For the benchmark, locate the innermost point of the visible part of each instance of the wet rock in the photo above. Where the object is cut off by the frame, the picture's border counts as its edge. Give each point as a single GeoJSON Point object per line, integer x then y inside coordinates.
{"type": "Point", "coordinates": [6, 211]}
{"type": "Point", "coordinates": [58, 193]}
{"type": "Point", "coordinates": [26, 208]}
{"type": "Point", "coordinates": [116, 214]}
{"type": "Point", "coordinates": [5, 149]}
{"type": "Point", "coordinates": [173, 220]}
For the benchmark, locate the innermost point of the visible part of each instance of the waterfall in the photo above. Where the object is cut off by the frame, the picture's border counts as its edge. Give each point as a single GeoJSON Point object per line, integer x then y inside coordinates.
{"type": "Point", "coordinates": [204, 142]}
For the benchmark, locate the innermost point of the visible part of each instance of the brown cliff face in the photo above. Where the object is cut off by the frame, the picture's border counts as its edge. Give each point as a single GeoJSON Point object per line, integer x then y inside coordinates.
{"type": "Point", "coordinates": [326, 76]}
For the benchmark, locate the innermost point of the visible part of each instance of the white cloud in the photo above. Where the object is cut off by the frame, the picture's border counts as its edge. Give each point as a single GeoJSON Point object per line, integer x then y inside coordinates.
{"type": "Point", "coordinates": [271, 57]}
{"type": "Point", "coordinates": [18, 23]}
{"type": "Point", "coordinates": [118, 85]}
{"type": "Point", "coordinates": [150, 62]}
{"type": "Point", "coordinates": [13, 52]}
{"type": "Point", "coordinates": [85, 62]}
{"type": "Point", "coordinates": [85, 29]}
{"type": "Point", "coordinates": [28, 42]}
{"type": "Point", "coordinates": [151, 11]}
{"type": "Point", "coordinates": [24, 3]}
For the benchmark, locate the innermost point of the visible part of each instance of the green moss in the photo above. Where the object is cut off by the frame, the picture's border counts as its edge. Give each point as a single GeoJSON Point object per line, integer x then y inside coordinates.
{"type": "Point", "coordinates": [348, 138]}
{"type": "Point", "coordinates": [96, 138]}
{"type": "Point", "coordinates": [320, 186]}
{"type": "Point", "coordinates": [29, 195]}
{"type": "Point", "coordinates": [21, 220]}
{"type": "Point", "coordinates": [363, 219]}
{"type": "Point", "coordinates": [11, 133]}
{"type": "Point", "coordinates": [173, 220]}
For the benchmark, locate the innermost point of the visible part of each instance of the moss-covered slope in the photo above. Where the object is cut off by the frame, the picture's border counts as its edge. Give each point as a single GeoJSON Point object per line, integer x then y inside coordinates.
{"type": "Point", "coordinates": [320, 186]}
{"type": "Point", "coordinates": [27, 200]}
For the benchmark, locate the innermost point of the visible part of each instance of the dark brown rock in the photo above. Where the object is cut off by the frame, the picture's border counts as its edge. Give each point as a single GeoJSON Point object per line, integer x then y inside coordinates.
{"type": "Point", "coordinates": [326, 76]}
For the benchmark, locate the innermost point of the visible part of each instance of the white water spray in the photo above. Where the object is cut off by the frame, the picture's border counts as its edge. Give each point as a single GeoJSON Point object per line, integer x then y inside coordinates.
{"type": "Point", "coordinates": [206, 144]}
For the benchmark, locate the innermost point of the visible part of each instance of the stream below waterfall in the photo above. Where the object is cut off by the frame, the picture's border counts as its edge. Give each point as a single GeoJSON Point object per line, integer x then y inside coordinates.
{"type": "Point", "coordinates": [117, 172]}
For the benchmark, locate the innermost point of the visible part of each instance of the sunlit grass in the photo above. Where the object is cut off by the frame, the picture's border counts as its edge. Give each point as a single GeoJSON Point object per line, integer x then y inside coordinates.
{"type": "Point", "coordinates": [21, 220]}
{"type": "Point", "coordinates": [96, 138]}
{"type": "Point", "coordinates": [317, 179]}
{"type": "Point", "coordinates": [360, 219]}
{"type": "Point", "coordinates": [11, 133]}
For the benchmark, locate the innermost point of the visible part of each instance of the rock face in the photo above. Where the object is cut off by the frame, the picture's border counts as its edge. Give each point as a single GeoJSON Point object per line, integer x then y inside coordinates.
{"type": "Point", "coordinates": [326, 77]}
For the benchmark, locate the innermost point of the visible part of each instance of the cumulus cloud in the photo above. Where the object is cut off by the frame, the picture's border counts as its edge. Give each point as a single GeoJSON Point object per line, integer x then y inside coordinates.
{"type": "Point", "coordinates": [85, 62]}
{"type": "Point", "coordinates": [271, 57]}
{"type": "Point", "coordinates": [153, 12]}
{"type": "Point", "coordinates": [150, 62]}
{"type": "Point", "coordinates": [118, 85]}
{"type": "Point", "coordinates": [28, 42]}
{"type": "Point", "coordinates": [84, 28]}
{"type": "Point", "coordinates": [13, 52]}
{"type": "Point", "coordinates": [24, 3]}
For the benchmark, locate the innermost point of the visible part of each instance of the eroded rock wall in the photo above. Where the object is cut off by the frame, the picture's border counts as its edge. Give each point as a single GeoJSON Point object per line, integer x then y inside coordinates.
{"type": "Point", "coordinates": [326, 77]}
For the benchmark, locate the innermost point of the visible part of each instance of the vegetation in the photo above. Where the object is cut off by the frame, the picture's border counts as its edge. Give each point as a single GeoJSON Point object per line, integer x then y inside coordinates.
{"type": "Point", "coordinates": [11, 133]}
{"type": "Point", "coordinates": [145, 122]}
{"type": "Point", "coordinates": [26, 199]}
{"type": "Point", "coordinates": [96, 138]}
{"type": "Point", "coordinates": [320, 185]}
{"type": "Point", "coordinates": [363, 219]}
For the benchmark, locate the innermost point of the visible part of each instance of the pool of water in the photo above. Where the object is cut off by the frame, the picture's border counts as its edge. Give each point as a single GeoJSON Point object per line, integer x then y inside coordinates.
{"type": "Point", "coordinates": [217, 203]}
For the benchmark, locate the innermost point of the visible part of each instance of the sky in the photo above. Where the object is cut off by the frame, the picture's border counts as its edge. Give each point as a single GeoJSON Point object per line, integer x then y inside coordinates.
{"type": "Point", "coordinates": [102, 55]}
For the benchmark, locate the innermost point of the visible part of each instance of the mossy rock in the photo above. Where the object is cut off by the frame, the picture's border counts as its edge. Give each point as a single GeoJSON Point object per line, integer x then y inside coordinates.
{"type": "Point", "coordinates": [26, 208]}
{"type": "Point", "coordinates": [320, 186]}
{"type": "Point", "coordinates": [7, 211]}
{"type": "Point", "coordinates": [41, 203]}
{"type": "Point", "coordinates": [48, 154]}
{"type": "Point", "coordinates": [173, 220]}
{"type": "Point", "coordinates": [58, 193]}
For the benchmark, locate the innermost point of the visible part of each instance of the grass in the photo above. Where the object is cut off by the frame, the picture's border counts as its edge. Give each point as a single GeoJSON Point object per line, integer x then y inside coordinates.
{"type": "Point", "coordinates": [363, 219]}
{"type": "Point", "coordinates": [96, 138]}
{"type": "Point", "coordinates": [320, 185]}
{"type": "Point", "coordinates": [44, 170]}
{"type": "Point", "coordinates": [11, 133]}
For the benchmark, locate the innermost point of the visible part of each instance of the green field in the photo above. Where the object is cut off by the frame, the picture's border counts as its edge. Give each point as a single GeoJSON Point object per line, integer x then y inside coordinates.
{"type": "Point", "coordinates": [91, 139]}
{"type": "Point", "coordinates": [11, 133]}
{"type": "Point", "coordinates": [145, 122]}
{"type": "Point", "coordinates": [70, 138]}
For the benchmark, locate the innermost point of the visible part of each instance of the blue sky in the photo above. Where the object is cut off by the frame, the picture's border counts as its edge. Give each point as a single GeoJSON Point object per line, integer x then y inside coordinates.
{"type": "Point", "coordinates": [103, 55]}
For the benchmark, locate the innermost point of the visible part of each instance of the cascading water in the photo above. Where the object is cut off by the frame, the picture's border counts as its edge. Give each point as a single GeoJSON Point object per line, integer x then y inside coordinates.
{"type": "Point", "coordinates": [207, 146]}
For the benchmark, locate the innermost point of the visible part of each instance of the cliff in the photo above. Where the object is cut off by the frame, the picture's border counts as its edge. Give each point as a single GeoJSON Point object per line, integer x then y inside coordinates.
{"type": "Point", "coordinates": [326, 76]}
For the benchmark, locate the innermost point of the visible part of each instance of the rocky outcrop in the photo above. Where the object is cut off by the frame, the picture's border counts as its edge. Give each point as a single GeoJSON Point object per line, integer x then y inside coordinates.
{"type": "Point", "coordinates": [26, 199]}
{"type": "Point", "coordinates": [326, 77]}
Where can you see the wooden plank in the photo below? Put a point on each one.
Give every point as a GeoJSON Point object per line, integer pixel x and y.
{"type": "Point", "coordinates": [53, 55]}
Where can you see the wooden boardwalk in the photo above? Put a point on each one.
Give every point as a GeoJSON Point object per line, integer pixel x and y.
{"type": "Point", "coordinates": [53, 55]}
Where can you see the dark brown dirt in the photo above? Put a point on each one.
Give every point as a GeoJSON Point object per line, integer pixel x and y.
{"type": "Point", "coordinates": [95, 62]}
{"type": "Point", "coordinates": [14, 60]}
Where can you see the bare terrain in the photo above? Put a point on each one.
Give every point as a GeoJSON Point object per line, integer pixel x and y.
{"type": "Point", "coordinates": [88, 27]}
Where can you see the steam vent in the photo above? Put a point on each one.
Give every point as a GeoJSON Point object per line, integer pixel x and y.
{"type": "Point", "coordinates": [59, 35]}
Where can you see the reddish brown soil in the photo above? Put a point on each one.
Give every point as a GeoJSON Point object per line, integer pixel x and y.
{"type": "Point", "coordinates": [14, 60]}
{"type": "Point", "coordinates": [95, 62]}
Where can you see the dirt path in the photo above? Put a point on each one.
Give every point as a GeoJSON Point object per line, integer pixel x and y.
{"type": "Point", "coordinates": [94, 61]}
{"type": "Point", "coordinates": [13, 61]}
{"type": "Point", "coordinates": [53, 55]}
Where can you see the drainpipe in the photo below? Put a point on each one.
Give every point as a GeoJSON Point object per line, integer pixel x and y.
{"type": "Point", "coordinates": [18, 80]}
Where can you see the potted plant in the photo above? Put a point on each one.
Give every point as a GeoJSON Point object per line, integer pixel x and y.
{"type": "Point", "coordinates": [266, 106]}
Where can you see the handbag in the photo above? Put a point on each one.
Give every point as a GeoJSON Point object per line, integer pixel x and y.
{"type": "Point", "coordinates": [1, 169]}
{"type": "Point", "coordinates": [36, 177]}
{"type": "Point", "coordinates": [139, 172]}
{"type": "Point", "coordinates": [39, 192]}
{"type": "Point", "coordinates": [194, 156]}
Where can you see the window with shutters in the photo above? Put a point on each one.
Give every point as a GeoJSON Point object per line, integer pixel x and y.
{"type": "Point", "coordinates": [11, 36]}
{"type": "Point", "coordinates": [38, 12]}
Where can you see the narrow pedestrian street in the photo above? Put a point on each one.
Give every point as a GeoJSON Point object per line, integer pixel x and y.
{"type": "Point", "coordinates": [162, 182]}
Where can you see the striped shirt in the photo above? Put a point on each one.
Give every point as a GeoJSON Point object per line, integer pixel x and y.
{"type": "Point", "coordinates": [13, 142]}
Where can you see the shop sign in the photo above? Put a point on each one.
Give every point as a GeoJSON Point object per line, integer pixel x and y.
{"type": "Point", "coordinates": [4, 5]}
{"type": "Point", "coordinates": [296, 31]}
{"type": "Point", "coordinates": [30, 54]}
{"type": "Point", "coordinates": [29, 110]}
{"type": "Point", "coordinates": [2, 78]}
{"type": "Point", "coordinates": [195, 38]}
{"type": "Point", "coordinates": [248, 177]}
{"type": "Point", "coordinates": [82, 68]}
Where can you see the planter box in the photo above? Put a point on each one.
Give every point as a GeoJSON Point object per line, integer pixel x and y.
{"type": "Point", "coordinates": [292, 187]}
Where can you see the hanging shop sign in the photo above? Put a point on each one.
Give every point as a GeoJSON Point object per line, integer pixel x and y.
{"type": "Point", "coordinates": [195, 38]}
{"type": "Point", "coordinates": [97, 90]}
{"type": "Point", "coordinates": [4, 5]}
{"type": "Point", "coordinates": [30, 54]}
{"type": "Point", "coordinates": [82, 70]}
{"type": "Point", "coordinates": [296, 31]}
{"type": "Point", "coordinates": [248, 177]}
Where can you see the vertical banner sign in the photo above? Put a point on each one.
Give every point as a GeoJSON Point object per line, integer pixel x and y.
******
Copy the entries from the line containing "Where can you see the shop" through the end of the entries, replacing "Put a point" with "Place a point" and leaving everything else unchanged.

Where can you see the shop sign in the photo above? Place a point on each one.
Give every point as a GeoJSON Point object per line, integer pixel x and y.
{"type": "Point", "coordinates": [4, 5]}
{"type": "Point", "coordinates": [296, 31]}
{"type": "Point", "coordinates": [30, 54]}
{"type": "Point", "coordinates": [29, 110]}
{"type": "Point", "coordinates": [2, 78]}
{"type": "Point", "coordinates": [195, 38]}
{"type": "Point", "coordinates": [248, 177]}
{"type": "Point", "coordinates": [82, 68]}
Where can you see the planter box in the photo above? Place a point on each one.
Give every point as a GeoJSON Point object per line, integer pixel x and y.
{"type": "Point", "coordinates": [292, 187]}
Where can you see the hanging shop sign in the photo above? Place a point on each one.
Give every point as a GeoJSON Point object per line, integer pixel x and y.
{"type": "Point", "coordinates": [195, 38]}
{"type": "Point", "coordinates": [97, 90]}
{"type": "Point", "coordinates": [4, 5]}
{"type": "Point", "coordinates": [30, 54]}
{"type": "Point", "coordinates": [82, 70]}
{"type": "Point", "coordinates": [296, 31]}
{"type": "Point", "coordinates": [248, 177]}
Where can you see the vertical banner sign in the photo above? Place a point on each one.
Give every point as a GeoJSON Point object per line, integer pixel x and y.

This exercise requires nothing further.